## start

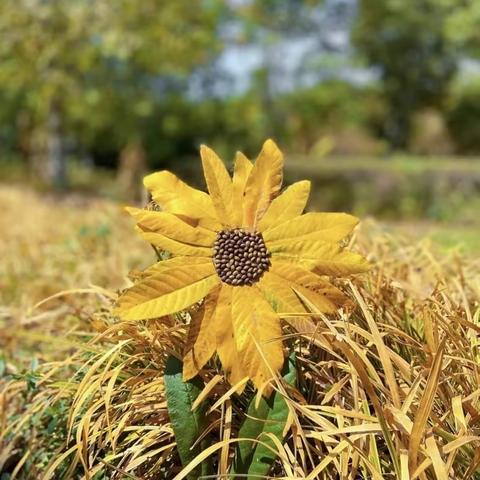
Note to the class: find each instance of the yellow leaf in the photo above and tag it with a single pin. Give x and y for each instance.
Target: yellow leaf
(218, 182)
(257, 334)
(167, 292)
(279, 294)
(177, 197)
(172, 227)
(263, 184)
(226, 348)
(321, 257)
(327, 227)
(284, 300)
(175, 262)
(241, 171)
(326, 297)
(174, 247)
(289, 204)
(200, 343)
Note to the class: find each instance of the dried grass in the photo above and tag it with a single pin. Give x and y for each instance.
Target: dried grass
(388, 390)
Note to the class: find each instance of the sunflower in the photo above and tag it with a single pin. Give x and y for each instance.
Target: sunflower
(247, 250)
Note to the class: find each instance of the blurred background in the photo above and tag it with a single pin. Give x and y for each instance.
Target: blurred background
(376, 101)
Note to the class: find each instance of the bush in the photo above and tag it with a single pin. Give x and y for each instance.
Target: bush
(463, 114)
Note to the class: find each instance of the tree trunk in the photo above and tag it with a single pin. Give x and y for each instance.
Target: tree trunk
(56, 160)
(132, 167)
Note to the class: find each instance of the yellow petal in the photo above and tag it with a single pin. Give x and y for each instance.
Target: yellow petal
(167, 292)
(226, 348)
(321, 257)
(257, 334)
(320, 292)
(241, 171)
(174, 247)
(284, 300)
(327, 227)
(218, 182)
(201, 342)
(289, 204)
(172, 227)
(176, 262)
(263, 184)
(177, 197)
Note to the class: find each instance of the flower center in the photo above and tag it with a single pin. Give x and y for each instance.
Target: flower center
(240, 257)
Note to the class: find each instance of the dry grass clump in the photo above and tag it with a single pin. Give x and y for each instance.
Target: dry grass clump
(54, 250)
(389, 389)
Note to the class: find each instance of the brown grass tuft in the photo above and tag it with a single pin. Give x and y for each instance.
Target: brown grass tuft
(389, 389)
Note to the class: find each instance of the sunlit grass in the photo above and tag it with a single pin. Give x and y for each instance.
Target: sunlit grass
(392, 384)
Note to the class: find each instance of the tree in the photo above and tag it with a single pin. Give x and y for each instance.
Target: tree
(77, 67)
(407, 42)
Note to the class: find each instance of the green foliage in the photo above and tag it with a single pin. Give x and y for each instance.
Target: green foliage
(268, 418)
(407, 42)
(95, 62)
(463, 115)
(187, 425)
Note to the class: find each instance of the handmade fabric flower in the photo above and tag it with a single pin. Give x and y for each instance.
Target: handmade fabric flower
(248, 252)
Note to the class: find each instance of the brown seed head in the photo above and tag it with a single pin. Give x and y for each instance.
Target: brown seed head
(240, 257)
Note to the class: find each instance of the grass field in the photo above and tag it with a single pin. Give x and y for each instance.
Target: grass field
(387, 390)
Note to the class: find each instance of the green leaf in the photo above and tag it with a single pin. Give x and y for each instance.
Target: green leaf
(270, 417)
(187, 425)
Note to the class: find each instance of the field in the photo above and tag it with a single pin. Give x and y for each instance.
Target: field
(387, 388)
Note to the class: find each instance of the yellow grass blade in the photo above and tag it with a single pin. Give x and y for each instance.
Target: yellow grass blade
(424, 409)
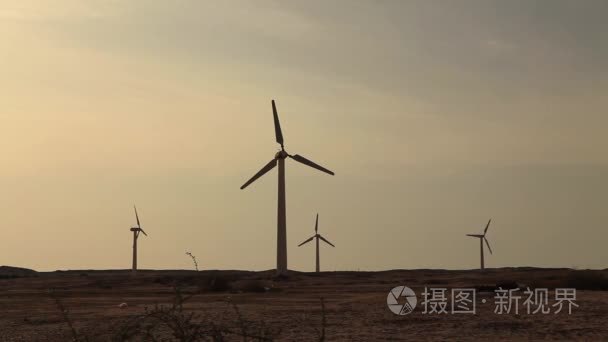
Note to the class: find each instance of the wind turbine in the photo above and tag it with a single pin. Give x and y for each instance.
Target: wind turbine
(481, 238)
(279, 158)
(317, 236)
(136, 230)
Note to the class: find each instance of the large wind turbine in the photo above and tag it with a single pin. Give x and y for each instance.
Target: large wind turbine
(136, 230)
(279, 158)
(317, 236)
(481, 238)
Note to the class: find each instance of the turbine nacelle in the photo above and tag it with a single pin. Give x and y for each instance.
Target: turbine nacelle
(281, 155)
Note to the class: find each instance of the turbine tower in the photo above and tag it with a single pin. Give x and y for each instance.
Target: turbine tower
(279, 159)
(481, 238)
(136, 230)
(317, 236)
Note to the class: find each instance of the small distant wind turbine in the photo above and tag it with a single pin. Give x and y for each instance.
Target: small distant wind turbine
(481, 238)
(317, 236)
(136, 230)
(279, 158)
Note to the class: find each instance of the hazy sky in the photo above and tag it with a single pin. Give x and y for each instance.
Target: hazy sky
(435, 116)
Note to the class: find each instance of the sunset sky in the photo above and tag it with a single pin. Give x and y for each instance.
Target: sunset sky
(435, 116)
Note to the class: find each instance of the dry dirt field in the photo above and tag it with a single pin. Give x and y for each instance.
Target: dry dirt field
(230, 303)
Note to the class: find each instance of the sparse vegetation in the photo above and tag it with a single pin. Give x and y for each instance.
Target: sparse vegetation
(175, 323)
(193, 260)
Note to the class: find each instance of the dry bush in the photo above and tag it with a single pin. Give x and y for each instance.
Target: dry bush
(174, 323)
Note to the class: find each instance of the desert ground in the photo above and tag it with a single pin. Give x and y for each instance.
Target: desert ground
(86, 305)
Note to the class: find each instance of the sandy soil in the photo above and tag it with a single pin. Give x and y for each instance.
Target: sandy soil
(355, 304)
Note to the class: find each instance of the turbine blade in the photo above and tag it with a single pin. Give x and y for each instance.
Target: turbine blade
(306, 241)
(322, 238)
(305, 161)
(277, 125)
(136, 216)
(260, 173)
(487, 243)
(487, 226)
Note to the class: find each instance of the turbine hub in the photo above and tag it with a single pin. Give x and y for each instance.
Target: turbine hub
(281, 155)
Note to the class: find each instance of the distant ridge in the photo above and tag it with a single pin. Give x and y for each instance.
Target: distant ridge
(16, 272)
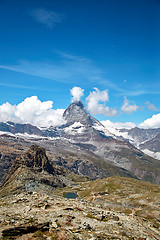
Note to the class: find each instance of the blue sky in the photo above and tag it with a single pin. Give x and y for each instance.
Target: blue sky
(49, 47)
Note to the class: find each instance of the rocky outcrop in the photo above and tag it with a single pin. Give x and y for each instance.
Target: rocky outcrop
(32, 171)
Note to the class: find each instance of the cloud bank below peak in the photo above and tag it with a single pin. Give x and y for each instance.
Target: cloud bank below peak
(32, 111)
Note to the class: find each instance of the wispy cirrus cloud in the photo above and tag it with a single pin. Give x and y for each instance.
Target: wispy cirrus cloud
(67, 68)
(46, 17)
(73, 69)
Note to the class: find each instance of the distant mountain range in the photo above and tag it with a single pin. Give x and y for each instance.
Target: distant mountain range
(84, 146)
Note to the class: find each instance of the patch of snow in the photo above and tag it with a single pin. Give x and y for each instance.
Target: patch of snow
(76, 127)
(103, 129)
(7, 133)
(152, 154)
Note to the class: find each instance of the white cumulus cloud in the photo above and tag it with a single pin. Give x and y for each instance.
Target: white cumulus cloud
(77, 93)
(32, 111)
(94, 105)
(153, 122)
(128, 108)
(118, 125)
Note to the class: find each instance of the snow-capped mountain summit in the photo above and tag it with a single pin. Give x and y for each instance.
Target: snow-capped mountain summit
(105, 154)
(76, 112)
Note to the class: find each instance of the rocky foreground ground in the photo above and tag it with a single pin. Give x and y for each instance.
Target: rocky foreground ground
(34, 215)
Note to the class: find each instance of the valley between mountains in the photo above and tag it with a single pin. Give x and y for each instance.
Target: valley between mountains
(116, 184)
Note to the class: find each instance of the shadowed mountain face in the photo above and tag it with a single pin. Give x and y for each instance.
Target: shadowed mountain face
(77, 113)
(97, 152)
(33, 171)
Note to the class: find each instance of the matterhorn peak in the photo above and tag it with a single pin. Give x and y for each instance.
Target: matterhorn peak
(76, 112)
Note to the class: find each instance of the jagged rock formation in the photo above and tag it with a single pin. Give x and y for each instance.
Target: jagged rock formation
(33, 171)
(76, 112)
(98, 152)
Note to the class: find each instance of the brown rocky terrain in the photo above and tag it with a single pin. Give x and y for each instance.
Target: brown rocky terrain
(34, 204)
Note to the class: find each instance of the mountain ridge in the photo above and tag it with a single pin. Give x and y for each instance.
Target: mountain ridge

## end

__Aim of the exercise__. Repeat each record exactly as shown above, dropping all images.

__Response below__.
Note to the class: find each instance of the yellow leaf in the photo above and tag it with a single pin. Give x and y for each instance.
Target: yellow leaf
(218, 182)
(257, 334)
(167, 292)
(279, 294)
(177, 197)
(172, 227)
(263, 184)
(226, 348)
(321, 257)
(327, 227)
(284, 300)
(175, 262)
(241, 171)
(326, 297)
(174, 247)
(289, 204)
(200, 343)
Note to the class: find each instance of the dried grass in the photo above and tag it with a single pin. Give x and y for each instance.
Target: dried grass
(388, 390)
Note to the class: find each instance of the sunflower in the photo above and tag it with a single pin. Give x and y for each instance.
Target: sunflower
(247, 250)
Note to the class: find each instance of the blurred background in the photo above and tag it with a single pin. Give x and y for each instance.
Target: blurred background
(376, 101)
Note to the class: find each instance of the bush in the photo above and tag it with a single pin. Give x and y for each instance.
Target: bush
(463, 114)
Note to the class: find each instance of the tree trunk in the photo above and tag it with a single pin. Give x and y for each instance.
Target: tree trunk
(56, 160)
(132, 167)
Note to the class: find each instance of the yellow petal in the photo above and tag it with a single pin. Give x and y for each instance.
Target: yellow petal
(167, 292)
(226, 348)
(321, 257)
(257, 334)
(320, 292)
(241, 171)
(174, 247)
(284, 300)
(327, 227)
(218, 182)
(201, 342)
(289, 204)
(172, 227)
(176, 262)
(263, 184)
(177, 197)
Note to the class: find each instance of the flower center in the photo above and tag it with a single pin. Give x and y for each instance.
Target: flower center
(240, 257)
Note to the class: find each instance of the dry grass clump in the photo above and tag it with a single pin. Give x and y for each instance.
Target: dry grass clump
(54, 250)
(389, 389)
Note to the class: find each instance of the brown grass tuft in the photo above and tag it with a single pin. Give x and y for each instance.
Target: brown grass tuft
(389, 389)
Note to the class: find each instance of the sunlit grass in the photo above and tag it with a single pin. Give x and y for each instance.
Target: sunlit grass
(392, 384)
Note to the class: find each instance of the tree in the photo above and tag it with a single pin. Give x and y for each instance.
Target: tree
(77, 67)
(407, 42)
Note to the class: find each instance of the green foliage in the photo above and tag it with a single pin. Give x and y for each instance.
Target: green foliage
(268, 418)
(407, 42)
(95, 62)
(463, 115)
(187, 425)
Note to the class: find each instance of the handmade fabric flower in the photo above and tag it with a single pin. Give x and y for each instance.
Target: handmade fabric flower
(248, 252)
Note to the class: find each instance of the brown seed head in the photo above and tag it with a single pin. Give x and y for each instance.
Target: brown seed head
(240, 257)
Note to the class: find each instance of the grass field in the photo above and tag it with a single pin. Give x and y for each instance.
Target: grass field
(387, 390)
Note to the class: find each instance of the green leaf in the photo above and tag it with a single pin. Give x and y for each instance.
Target: green leaf
(270, 417)
(187, 425)
Note to the class: find each instance of the field in the photo above and tag it with a single pin. Give x and y for each instance.
Target: field
(387, 388)
Note to the class: find each instance of the yellow grass blade in the photo above and tag it with a single pin. Give x and y for each instance.
Target: yellow grass blade
(424, 409)
Note to the class: find each instance of the wind turbine in the photo above and tag it with a single pin. Give x and y for each instance.
Target: wind turbine
(481, 238)
(279, 158)
(317, 236)
(136, 230)
Note to the class: find each instance of the large wind turbine in the photo above and tag it with a single pin. Give x and y for each instance.
Target: large wind turbine
(136, 230)
(279, 158)
(317, 236)
(481, 238)
Note to the class: find each instance of the turbine nacelle in the photo above and tag it with a single pin. Give x and y for each instance.
Target: turbine nacelle
(281, 155)
Note to the class: find each instance of the turbine tower in the photo above and tag it with a single pin. Give x and y for each instance.
Target: turbine tower
(279, 159)
(481, 238)
(136, 230)
(317, 236)
Note to the class: find each instance of the small distant wind turbine in the photo above and tag it with a single pin. Give x and y for each instance.
Target: small distant wind turbine
(481, 238)
(317, 236)
(136, 230)
(279, 158)
Note to the class: find each instance of the hazy sky in the photo above and tag it with a single pin. Give x and y for each instance.
Target: hazy sky
(435, 116)
Note to the class: find each instance of the sunset sky in the photo above and tag it with a single pin. Give x and y for each instance.
Target: sunset sky
(435, 116)
Note to the class: find each instance of the dry dirt field in the photo above and tag it with a single pin. Give x and y for each instance.
Target: dry dirt field
(230, 303)
Note to the class: find each instance of the sparse vegetation in the photo above and tag it with a single pin. Give x and y for each instance.
Target: sparse vegetation
(175, 323)
(193, 260)
Note to the class: find each instance of the dry bush in the photo above and tag it with a single pin. Give x and y for each instance.
Target: dry bush
(174, 323)
Note to the class: find each instance of the desert ground in the photo above and tag it with a single pin. Give x and y for each instance.
Target: desert ground
(86, 305)
Note to the class: find each instance of the sandy soil in the photo above and tag it with a single pin. Give x and y for each instance.
Target: sandy soil
(355, 304)
Note to the class: find each instance of the turbine blade in the photo above and tag it with a single pin. Give x and y for each instance.
Target: turbine blade
(306, 241)
(322, 238)
(305, 161)
(277, 125)
(136, 216)
(260, 173)
(487, 243)
(487, 226)
Note to the class: find each instance of the turbine hub in the photo above and tag it with a single pin. Give x and y for each instance.
Target: turbine hub
(281, 155)
Note to the class: find each instance of the distant ridge in the photo above and tag it with a single pin. Give x and y for each instance.
Target: distant ridge
(16, 272)
Note to the class: find each instance of the blue sky in the photo above and tag it with a single pin. Give x and y for each instance.
Target: blue sky
(49, 47)
Note to the class: find each instance of the rocky outcrop in the photo above and tag it with a single pin. Give x and y for each instance.
Target: rocky outcrop
(32, 171)
Note to the class: find each instance of the cloud bank below peak in the photo above and tag it with a single pin. Give x and y for each instance.
Target: cloud bank below peak
(32, 111)
Note to the class: find each instance of the wispy cirrus cloud in the photo above and tag it with a single pin. Give x and y for each instance.
Target: wispy cirrus cloud
(67, 68)
(46, 17)
(73, 69)
Note to the class: find each instance of the distant mountain range in the photo above and tag it with a single pin. Give x and y for each instance.
Target: distant mountain range
(84, 146)
Note to the class: find each instance of the patch of snow in the photo above and tag it with a single pin. Give x and y for each instance.
Target: patch of snow
(76, 127)
(103, 129)
(7, 133)
(152, 154)
Note to the class: find each instance of the white cumulus cloud in the photo above and tag it with a single pin. Give x and y for each instance.
Target: white cumulus cloud
(77, 93)
(32, 111)
(94, 105)
(153, 122)
(128, 108)
(118, 125)
Note to the class: find each instance of the snow-capped mountain summit in the photo above and tag it with a single pin. Give x and y for each instance.
Target: snow-capped mountain summit
(105, 154)
(76, 112)
Note to the class: find each instance of the rocky foreground ground in the photo above and tag it with a single pin. Give x and y for each instance.
Target: rocky foreground ground
(34, 215)
Note to the class: find each instance of the valley between mountains in the photo above and tag it with a single pin. Give x and y for each instance.
Target: valley between mountains
(116, 184)
Note to the class: find each instance of the shadowed mountain face in the photo above and tag it with a single pin. Give x and y for each instance.
Target: shadowed mountain face
(77, 113)
(97, 152)
(33, 171)
Note to the class: find each instance of the matterhorn peak in the photo above and tag it with a single pin. Give x and y for each instance.
Target: matterhorn peak
(76, 112)
Note to the class: find each instance of the jagged rock formation in the photo above and tag it with a single pin. Give x and y for each instance.
Target: jagged rock formation
(33, 171)
(76, 112)
(98, 152)
Note to the class: find each instance of the brown rocky terrain in the photo above and tag it with a single pin. Give x and y for each instance.
Target: brown rocky terrain
(34, 204)
Note to the class: find each instance of the mountain ridge in the photo above and tag it with a single pin. Give x and y for each instance.
Target: mountain ridge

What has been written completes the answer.